Bahkan dalam situasi yang demikian mereka masih mengalami berbagai
tekanan yang datang dari orang-orang yang ingin mengeruk keuntungan.
Dalam tekanan itu pula mereka harus bekerja dalam jam kerja yang cukup
panjang tanpa batas waktu.
Keadaan ini telah
menempatkan mereka sebagai sampah masyarakat akibat pandangan yang
negatif. Bahkan secara hukum keberadaan mereka sering dibenturkan
dengan pasal - pasal hukum yang berlaku. Betapa tidak mereka
menghilangkan rasa malu dengan cara mabuk untuk memenuhi kebutuhan di
tumpukan sampah, mengemis, ataupun melakukan pekerjaan yang berat dan
di luar batas malu. Selain sebagai strategi ekonomi, mabuk itu akhirnya
menimbulkan sikap tidak peduli dengan aturan hukum. Jadi dalam
kehidupan sehari-hari sebenarnya mereka mengalami tekanan batin yang
luar biasa dan merasa tidak pernah merasa nyaman dan aman. Setidaknya
dari sebuah keterpaksaan mereka telah meresapi makna sebuah kehidupan
yang sesungguhnya. Walaupun kehidupan anak jalanan tidak memiliki
kekuatan besar, namun hal itu adalah ekspresi dirinya dan reaksi
terhadap kultur dominan masyarakat. Kalau mau jujur dapat dikatakan,
keadaan yang mereka alami sebenarnya akibat dari perilaku orang dewasa.

* **Bahan yang Diberikan**:

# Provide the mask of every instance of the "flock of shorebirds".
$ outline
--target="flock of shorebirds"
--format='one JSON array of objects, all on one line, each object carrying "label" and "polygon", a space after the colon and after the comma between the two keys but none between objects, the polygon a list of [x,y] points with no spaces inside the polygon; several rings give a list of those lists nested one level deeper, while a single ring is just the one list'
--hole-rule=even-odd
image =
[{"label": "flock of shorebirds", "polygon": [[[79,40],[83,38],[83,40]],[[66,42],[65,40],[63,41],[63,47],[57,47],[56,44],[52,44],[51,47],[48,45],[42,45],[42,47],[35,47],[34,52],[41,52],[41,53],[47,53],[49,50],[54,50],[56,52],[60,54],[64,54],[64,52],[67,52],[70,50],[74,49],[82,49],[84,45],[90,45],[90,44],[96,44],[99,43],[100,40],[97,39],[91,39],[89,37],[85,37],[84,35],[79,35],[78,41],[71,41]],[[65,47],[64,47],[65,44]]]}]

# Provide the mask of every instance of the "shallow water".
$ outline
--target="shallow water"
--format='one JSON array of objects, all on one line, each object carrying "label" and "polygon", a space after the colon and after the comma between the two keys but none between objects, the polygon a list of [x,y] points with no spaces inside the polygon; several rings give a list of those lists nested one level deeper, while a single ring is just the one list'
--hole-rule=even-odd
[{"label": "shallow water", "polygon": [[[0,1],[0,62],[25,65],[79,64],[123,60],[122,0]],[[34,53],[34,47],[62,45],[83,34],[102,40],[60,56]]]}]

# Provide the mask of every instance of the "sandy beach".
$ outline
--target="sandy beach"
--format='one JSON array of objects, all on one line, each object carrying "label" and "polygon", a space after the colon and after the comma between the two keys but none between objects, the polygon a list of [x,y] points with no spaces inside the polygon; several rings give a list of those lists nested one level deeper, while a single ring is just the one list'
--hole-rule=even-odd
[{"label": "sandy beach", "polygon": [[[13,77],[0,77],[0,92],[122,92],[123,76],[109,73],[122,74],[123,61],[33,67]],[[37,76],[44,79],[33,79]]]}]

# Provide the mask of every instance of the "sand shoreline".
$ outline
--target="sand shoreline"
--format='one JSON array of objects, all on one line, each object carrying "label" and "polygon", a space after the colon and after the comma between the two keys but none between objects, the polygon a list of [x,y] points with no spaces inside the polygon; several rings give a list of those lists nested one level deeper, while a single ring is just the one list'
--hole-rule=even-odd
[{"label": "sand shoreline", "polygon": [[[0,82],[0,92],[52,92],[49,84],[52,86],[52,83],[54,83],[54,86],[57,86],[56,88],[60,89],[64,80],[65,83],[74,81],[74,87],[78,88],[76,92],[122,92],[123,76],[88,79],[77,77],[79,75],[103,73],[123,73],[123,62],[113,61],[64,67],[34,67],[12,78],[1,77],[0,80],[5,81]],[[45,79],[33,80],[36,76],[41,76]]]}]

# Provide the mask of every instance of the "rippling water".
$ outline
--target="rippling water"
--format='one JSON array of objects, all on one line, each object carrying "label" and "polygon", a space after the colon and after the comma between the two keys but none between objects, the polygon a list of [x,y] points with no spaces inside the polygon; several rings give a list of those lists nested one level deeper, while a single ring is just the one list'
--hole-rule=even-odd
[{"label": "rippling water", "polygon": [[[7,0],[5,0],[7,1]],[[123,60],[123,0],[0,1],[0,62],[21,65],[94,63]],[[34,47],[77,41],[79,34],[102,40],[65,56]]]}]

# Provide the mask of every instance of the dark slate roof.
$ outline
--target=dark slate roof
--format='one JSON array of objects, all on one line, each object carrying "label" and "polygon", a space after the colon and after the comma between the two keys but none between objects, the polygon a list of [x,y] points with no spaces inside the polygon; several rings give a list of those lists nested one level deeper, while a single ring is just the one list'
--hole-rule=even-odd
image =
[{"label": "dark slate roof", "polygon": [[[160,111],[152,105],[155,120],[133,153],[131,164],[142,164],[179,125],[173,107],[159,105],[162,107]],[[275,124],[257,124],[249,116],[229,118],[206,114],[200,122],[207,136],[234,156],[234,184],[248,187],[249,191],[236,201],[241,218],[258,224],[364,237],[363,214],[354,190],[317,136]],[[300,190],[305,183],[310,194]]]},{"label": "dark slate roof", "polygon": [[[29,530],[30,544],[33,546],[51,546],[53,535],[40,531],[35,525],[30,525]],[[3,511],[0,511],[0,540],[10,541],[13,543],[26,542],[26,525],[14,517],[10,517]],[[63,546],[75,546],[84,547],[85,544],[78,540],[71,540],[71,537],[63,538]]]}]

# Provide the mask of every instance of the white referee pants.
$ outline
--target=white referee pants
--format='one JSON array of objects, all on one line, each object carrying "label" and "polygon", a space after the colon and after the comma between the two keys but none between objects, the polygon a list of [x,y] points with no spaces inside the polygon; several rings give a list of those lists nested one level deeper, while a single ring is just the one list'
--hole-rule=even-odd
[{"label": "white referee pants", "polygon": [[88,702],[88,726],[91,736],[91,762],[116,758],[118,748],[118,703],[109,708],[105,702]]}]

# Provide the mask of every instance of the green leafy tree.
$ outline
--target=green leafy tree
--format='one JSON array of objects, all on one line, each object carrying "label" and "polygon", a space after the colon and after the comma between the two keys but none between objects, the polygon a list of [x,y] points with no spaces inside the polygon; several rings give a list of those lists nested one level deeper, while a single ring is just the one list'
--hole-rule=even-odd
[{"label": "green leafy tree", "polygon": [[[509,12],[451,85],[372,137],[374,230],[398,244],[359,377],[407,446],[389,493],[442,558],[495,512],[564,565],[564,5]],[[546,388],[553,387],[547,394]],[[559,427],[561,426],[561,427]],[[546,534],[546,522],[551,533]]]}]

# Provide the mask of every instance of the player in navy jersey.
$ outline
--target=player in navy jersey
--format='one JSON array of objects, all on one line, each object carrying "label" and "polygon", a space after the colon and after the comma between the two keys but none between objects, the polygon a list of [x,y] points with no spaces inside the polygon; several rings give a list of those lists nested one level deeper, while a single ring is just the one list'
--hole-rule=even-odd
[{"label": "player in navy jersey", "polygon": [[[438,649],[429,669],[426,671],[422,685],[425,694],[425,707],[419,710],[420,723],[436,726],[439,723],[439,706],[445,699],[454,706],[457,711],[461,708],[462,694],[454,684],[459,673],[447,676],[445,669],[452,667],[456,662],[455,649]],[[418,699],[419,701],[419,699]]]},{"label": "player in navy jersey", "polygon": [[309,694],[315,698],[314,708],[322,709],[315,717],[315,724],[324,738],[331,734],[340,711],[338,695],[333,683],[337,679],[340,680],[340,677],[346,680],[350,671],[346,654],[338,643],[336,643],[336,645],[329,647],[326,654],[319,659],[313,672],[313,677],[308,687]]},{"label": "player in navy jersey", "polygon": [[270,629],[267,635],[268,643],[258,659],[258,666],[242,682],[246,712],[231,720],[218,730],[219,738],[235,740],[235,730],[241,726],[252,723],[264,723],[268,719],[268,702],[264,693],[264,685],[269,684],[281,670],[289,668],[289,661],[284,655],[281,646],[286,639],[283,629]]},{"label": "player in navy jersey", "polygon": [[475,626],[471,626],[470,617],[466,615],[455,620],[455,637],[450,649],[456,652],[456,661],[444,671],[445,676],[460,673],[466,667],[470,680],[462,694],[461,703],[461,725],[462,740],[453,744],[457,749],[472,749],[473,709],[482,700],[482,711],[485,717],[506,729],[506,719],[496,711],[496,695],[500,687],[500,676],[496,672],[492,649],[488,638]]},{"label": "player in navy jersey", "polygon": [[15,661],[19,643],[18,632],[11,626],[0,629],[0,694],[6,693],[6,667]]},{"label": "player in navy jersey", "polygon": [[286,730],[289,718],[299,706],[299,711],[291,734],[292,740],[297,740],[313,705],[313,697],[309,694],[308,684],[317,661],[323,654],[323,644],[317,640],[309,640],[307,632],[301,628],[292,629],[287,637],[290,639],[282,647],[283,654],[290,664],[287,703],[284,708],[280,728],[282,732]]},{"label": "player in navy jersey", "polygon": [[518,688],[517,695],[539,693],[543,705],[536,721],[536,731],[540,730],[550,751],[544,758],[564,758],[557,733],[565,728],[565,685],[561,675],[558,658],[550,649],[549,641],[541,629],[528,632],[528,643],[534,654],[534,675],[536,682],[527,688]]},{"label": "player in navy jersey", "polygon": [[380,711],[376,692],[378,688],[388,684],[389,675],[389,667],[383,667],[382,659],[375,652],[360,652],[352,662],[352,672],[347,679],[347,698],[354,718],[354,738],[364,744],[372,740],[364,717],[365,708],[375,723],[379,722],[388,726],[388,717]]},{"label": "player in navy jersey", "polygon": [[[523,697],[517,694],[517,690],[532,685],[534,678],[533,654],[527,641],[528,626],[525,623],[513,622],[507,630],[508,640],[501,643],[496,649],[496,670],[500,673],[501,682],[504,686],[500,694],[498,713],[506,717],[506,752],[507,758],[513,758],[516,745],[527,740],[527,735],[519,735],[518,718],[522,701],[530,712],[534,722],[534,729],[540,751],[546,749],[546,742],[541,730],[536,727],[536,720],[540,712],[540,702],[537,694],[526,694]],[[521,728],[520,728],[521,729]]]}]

* **Ketentuan Latihan**: Tulis lanjutan teks tentang anak jalanan, mulai setelah kalimat terakhirnya. Data di atas adalah bahan terpisah dari teks tentang anak jalanan.

* **Hasil Tugas**:
Kontrol atas diri mereka yang berlebihan sehingga ekspresi
kebebasan dan kreatifitas mereka terbatas sampai dengan tindakan
ketidakadilan orang dewasa di rumah, di masyarakat, di sekolah, di
kantor, di pemerintahan, dan di luar ruas jalanan itu luar jalanan
telah menimbulkan kekecewaan pada diri mereka. Akhirnya mereka
menjadikan jalanan sebagai ajang pemberdayaan diri dan penaklukan
terhadap tindakan orang dewasa di. Anak-anak jalanan memilih kehidupan
jalanan sebagai jalan keluar dari frustrasi sosial. Memang kehidupan
anak jalanan ini merupakan sumber terciptanya sub-kultur baru anak muda
perkotaan, tetapi keadaan ini tetap akan menempatkan anak jalanan di
pinggir bahkan di luar tatanan sosial masyarakat yang dalam banyak hal
selalu diabaikan oleh orang dewasa.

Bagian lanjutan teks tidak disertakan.